## EXTRAIT DU TEXTE
Numéro 1 - Janvier 2023

Bulletin des arrêts des chambres civiles

Bulletin des arrêts des chambres civiles

Numéro 1 - Janvier 2023

AIDE SOCIALE

2e Civ., 26 janvier 2023, n° 21-18.653, (B), FRH

Cassation

Personnes handicapées – Prestations – Action en récupération de l'aide sociale – Exclusion – Condition – Prise en charge effective et constante de la personne handicapée par son héritier – Preuve

Selon l'article L. 344-5, 2°, du code de l'action sociale et des familles, il n'y a lieu à l'application des dispositions relatives au recours en récupération des prestations d'aide sociale lorsque l'héritier du bénéficiaire décédé est la personne qui a assumé, de façon effective et constante, la charge de la personne handicapée.

## ENREGISTREMENTS FOURNIS
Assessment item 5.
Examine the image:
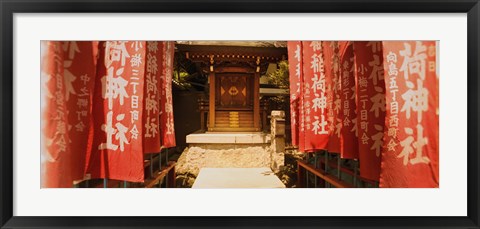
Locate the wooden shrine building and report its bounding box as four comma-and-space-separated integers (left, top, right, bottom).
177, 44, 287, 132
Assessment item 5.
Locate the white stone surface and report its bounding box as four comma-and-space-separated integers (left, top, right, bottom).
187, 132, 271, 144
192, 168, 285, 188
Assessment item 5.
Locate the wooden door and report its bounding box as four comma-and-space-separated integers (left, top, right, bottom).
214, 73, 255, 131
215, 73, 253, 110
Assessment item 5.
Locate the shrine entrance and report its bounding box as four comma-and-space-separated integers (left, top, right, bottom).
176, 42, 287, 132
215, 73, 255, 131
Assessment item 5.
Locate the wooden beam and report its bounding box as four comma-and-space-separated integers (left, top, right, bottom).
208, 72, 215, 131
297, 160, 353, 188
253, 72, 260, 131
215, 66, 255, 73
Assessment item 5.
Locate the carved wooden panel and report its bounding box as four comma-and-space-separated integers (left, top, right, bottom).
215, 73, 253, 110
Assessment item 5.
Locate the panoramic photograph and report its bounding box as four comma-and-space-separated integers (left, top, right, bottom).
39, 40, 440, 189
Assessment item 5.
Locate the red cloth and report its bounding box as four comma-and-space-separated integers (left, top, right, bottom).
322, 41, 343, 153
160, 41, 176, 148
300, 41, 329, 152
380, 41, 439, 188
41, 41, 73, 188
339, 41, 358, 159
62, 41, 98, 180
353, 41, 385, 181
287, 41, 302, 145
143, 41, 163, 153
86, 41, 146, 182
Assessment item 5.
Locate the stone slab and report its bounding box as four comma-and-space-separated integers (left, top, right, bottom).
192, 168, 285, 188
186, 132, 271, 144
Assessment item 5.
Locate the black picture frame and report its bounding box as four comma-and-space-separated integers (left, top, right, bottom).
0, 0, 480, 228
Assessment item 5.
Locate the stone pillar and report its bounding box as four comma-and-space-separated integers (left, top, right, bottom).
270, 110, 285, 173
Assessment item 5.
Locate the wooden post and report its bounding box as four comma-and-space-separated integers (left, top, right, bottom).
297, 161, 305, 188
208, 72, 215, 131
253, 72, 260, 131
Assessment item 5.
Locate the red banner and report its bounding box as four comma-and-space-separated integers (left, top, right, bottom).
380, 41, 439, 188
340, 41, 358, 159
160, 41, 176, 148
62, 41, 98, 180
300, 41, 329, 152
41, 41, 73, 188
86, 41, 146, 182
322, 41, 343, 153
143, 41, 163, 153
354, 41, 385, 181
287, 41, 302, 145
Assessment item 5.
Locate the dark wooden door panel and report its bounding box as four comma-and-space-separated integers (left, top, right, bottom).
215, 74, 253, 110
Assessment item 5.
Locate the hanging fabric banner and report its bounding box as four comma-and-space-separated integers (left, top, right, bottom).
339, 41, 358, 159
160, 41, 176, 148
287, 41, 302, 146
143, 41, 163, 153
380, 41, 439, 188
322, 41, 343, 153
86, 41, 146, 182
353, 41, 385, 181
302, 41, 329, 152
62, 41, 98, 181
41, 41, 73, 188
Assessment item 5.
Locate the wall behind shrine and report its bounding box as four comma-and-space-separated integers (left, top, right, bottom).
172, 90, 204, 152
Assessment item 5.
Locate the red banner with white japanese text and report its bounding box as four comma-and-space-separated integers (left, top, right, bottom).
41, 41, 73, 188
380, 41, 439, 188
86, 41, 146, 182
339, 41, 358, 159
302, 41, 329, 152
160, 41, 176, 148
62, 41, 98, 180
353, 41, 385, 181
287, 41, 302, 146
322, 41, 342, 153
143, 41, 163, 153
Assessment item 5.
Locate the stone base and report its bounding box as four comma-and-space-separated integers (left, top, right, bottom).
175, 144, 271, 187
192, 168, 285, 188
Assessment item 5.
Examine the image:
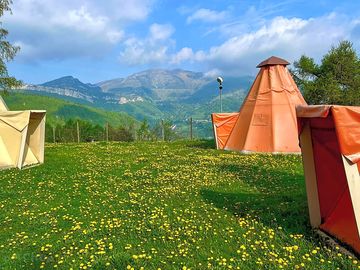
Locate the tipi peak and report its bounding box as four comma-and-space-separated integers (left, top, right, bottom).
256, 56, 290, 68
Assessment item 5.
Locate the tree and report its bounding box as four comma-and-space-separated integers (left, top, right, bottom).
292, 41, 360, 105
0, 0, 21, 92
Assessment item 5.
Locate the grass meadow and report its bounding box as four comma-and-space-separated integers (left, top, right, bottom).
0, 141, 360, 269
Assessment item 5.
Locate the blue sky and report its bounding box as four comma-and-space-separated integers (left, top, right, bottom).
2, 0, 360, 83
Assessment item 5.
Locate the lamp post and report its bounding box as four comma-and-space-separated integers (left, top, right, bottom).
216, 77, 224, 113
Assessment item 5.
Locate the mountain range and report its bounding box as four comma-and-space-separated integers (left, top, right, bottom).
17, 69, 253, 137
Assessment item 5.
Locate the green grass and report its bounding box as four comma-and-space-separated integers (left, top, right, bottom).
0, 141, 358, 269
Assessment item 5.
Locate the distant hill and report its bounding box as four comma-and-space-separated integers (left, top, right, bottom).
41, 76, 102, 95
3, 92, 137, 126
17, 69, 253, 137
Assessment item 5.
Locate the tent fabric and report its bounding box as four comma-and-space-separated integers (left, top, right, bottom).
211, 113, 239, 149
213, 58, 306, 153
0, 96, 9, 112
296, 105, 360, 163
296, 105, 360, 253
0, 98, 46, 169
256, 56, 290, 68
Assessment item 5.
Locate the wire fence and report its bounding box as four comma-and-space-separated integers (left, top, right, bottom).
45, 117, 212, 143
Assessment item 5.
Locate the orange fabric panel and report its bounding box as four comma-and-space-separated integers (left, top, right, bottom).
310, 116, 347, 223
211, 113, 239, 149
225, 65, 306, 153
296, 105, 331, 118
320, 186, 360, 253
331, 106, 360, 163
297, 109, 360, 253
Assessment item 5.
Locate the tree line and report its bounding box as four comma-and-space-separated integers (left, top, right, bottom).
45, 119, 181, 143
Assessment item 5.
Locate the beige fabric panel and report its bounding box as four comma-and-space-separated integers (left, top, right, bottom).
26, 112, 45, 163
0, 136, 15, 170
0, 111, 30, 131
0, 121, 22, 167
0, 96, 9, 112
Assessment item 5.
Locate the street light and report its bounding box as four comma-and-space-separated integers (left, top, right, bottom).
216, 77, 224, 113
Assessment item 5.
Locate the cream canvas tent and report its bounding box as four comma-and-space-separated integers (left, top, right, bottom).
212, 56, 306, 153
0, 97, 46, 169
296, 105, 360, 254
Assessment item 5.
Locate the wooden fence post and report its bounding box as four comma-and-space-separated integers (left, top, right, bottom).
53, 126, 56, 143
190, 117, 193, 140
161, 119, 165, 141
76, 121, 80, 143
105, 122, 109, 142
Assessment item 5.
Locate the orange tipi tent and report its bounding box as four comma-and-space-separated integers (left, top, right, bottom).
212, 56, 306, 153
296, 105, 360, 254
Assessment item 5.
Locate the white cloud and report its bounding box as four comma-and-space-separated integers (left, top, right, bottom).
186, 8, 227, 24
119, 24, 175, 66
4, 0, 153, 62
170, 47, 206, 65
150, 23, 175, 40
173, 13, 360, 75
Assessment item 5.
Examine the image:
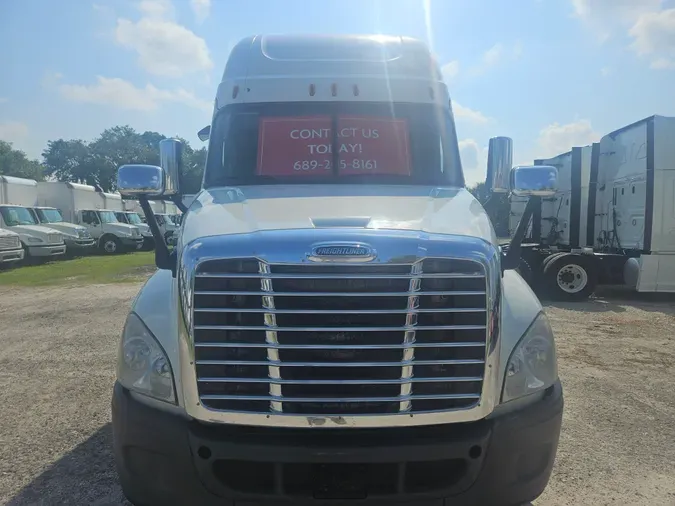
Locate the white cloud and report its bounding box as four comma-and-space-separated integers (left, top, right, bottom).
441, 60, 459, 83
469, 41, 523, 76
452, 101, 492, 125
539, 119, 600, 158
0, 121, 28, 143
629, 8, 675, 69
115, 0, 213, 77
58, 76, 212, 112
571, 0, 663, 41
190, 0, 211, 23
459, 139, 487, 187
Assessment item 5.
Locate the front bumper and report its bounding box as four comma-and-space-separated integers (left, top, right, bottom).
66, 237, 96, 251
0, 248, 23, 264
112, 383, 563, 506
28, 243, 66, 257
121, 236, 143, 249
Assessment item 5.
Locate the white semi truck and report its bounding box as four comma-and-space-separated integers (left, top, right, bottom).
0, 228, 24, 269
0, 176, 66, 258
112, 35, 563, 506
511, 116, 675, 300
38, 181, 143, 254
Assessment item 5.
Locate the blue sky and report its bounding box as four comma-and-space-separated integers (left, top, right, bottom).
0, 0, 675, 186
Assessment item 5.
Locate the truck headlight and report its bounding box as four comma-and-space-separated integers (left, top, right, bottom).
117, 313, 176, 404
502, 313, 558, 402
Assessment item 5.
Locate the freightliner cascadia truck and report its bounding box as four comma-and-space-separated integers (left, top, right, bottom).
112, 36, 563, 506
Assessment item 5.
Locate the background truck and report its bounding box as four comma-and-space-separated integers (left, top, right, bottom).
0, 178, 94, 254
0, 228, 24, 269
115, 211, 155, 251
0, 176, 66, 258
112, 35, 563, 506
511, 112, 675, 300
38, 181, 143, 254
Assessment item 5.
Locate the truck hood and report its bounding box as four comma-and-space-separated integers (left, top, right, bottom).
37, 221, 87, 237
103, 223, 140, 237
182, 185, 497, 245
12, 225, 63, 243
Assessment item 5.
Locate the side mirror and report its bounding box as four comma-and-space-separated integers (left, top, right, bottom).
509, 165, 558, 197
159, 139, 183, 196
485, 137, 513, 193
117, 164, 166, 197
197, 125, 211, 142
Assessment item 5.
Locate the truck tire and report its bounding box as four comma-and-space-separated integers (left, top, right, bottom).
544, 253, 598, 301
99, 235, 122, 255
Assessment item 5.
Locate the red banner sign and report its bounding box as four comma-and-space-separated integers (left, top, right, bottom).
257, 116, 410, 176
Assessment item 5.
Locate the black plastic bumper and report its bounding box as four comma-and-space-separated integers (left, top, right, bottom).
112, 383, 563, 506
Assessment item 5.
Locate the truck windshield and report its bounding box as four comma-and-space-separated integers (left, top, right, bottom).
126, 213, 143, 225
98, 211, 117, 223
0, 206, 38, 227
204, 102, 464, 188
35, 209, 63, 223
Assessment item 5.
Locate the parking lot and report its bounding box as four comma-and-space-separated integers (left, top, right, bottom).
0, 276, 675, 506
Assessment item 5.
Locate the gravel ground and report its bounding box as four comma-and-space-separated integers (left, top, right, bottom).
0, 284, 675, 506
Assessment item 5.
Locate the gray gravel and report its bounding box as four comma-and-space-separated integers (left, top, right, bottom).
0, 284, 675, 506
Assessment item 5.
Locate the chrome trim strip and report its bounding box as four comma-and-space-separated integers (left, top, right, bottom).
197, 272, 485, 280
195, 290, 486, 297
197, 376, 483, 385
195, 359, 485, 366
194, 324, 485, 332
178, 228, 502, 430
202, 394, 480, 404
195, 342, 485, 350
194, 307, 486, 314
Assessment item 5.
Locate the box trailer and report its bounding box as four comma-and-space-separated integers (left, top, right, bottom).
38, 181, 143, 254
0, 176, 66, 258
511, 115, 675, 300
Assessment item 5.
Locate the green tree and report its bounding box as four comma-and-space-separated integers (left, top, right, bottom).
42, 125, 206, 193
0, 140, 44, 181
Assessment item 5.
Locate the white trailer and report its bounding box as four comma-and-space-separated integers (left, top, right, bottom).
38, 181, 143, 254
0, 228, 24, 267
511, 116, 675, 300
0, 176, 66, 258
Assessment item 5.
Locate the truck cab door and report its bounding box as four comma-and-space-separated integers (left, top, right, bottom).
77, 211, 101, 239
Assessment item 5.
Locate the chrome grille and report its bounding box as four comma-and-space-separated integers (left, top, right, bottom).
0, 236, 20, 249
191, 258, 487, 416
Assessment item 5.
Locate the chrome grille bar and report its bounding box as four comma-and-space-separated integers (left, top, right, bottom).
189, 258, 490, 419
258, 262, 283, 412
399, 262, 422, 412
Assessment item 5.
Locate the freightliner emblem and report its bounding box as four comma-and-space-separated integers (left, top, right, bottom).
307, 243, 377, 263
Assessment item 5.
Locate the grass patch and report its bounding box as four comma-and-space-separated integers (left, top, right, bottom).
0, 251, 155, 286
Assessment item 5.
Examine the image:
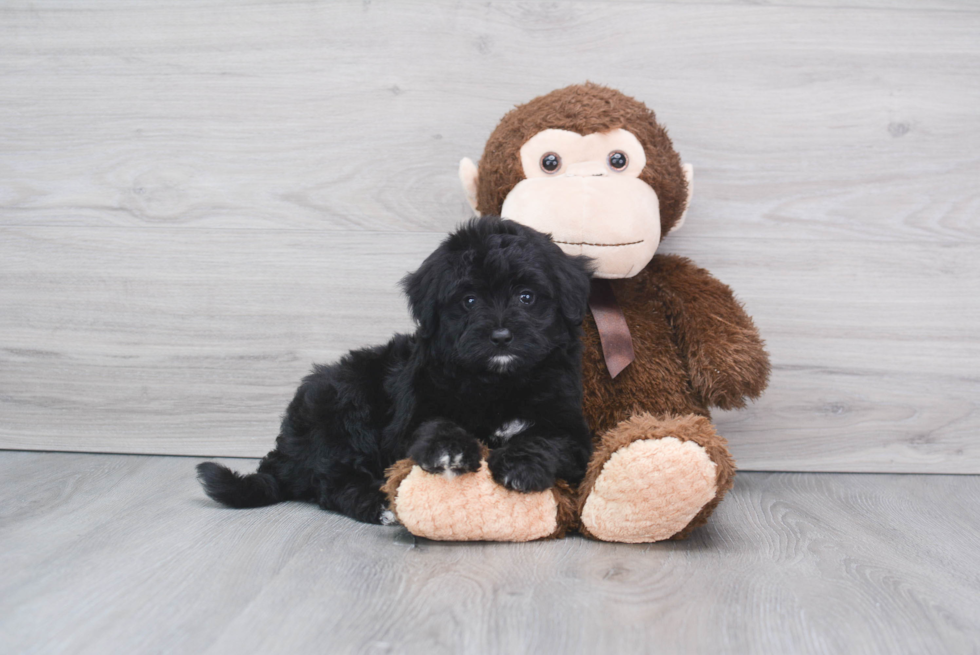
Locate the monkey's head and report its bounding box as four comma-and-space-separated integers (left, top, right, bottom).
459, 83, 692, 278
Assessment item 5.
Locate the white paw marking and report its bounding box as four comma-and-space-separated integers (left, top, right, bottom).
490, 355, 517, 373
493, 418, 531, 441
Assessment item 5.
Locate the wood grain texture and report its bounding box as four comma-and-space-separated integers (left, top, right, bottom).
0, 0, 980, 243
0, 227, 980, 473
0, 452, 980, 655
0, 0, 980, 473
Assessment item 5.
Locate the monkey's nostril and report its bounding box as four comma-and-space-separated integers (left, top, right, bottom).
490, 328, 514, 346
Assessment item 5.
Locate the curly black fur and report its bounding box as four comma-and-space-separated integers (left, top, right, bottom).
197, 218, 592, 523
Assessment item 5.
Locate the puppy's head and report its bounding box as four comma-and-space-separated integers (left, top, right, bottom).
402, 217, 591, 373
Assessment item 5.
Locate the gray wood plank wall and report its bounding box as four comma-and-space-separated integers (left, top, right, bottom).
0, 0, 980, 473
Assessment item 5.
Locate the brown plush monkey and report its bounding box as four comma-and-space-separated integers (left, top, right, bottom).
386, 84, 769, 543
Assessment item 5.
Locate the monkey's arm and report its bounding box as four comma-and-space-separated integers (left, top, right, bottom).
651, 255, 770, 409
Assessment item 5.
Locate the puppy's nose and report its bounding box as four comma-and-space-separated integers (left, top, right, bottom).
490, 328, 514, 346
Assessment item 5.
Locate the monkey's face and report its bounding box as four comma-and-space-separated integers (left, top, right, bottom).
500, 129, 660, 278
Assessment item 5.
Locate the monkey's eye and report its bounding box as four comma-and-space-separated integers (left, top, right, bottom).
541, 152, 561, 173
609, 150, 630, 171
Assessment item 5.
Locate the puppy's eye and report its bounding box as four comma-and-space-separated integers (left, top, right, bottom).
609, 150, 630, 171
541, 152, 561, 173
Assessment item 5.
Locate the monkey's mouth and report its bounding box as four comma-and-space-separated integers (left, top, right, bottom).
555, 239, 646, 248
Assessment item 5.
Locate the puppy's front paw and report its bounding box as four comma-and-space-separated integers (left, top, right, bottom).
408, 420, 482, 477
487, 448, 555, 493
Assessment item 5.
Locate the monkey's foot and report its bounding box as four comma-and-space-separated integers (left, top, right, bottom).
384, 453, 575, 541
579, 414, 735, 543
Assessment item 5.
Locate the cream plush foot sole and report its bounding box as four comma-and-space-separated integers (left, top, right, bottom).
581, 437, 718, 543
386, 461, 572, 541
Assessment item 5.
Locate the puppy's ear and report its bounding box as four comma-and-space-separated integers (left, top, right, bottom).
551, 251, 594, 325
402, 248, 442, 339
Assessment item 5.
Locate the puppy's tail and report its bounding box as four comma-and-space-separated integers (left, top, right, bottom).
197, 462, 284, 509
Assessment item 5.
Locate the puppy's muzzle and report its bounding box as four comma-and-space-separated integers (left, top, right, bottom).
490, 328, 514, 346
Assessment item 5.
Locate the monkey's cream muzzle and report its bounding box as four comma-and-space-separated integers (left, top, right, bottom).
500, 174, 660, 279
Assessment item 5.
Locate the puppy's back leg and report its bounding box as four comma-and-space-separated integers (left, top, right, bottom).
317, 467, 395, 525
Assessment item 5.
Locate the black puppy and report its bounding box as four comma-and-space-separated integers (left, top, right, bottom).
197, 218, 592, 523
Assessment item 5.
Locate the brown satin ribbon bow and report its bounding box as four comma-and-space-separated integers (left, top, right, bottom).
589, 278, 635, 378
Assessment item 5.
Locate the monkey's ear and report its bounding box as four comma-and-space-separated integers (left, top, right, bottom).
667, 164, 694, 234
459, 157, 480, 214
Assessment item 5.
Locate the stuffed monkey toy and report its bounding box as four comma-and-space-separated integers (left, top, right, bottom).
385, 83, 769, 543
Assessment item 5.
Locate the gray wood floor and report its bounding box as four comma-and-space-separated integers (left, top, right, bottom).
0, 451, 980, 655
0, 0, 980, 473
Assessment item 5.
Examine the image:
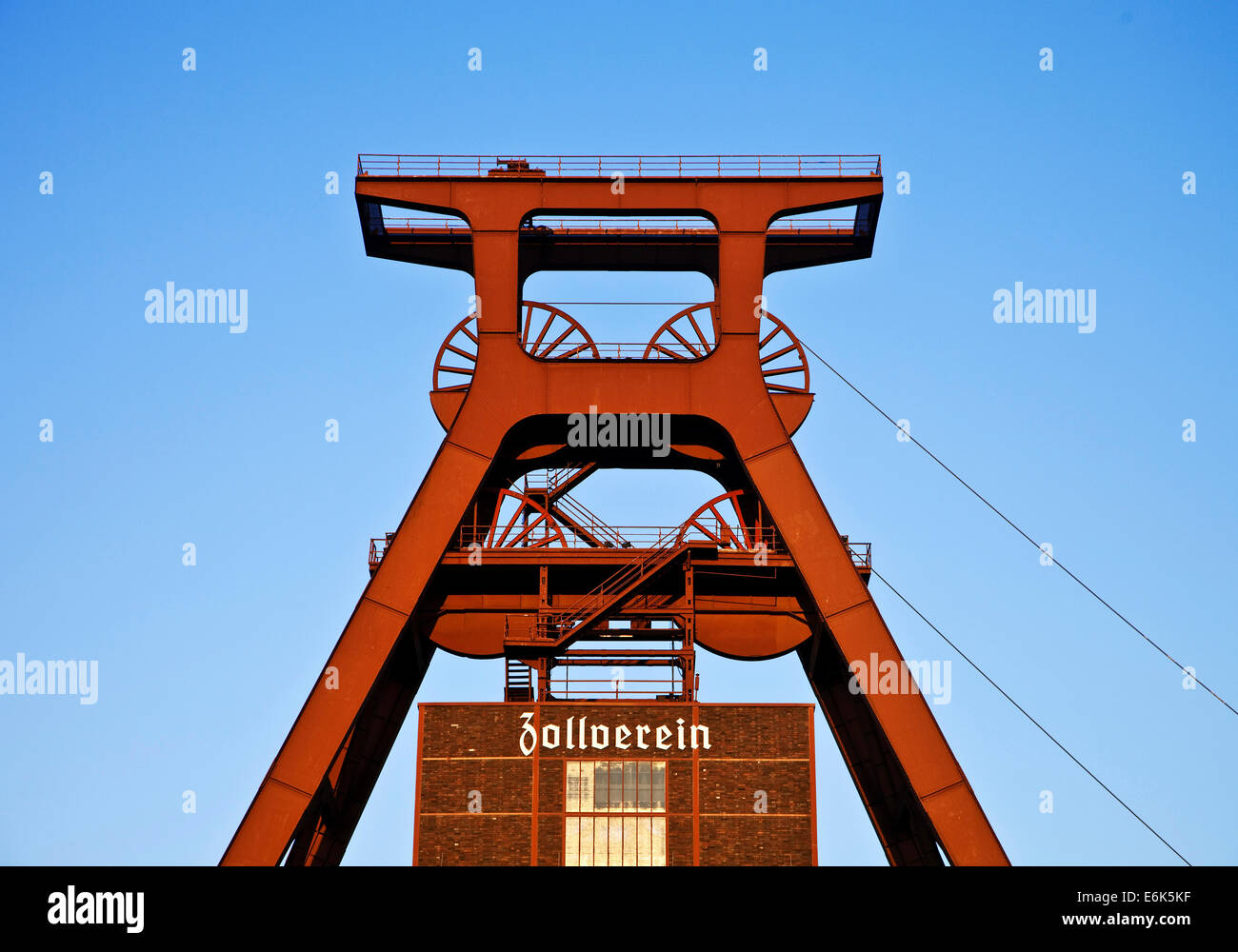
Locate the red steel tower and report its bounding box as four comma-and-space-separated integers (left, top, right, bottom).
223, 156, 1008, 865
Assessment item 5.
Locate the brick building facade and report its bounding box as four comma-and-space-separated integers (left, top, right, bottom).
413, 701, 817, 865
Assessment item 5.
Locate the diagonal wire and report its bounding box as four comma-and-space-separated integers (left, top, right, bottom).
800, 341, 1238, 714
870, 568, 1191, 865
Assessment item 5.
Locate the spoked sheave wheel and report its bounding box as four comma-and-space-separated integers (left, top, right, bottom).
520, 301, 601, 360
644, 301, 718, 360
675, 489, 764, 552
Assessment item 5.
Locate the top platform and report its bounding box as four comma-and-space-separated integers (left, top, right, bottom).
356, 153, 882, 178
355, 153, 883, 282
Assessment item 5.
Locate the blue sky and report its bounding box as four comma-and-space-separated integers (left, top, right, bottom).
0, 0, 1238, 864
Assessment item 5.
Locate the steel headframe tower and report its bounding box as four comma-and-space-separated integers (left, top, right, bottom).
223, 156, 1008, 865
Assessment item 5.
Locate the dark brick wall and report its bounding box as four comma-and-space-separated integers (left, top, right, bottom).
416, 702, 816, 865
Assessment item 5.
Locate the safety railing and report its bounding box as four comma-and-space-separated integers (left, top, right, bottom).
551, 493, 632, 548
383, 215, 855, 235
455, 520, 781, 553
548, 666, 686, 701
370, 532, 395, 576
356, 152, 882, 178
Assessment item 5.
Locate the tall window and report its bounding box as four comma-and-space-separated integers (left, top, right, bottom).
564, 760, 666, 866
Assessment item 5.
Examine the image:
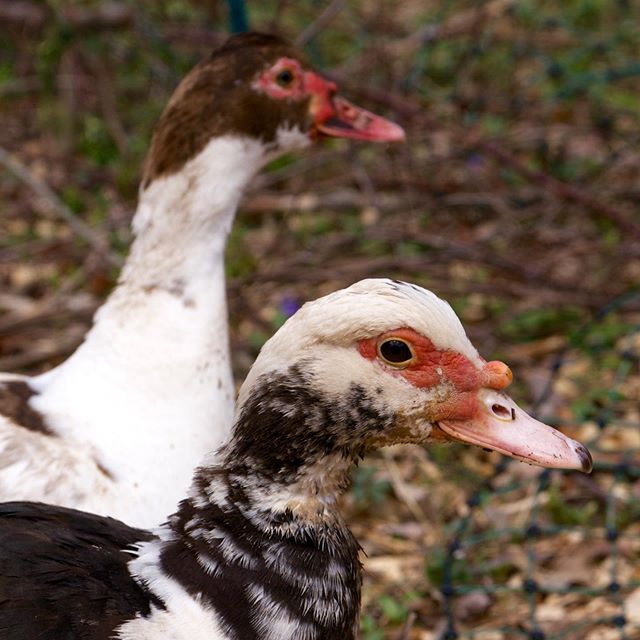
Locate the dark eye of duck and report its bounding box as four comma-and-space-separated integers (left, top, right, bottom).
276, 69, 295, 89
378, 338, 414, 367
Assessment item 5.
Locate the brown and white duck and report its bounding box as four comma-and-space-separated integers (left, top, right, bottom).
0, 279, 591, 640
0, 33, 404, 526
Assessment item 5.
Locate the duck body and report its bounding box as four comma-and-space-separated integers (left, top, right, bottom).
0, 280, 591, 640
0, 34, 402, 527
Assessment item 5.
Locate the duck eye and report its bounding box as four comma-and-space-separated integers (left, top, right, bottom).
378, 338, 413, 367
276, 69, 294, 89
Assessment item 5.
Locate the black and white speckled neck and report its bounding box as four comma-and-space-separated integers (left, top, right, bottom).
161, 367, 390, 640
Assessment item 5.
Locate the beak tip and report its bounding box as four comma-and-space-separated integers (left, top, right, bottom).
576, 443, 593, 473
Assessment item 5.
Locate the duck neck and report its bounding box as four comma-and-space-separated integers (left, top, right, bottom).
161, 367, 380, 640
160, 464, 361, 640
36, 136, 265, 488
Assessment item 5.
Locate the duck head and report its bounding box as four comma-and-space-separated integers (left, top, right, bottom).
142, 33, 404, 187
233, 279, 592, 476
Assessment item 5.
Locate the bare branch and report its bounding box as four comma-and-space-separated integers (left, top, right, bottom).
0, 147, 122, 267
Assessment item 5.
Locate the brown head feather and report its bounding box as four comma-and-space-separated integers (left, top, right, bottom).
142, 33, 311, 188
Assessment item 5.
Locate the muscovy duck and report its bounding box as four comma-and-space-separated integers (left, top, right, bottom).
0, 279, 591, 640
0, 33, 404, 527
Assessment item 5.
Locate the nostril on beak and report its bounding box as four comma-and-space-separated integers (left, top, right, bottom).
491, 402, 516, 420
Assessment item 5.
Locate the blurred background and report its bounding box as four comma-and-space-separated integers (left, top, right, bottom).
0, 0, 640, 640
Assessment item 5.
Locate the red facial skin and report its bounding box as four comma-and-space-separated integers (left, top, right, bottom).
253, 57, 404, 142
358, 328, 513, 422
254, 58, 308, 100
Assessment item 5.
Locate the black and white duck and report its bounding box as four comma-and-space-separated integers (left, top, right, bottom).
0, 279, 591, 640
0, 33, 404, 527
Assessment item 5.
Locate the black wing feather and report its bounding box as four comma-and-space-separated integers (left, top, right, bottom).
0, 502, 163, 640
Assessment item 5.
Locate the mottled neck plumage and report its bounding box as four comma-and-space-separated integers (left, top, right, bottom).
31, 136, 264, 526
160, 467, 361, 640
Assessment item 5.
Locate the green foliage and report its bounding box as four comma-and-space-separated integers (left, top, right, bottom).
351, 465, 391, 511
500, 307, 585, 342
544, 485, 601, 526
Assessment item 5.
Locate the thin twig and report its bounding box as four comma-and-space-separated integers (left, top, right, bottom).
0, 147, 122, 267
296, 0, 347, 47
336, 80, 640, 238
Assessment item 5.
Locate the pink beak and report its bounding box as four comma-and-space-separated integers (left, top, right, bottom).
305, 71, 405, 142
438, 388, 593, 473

## CONSIGNE
Répondez, s'il vous plaît, aux questions suivantes sur l'extrait du bulletin :
(a) À quelle date l'arrêt de la 2e chambre civile a-t-il été rendu ?
(b) Quelle est l'issue de cet arrêt ?
(c) Quel article de quel code est cité dans le dernier paragraphe ?
Les enregistrements constituent un matériau à part, distinct de l'extrait du bulletin.

## RÉPONSE ATTENDUE
(a) Le 26 janvier 2023.
(b) Cassation.
(c) L'article L. 344-5, 2°, du code de l'action sociale et des familles.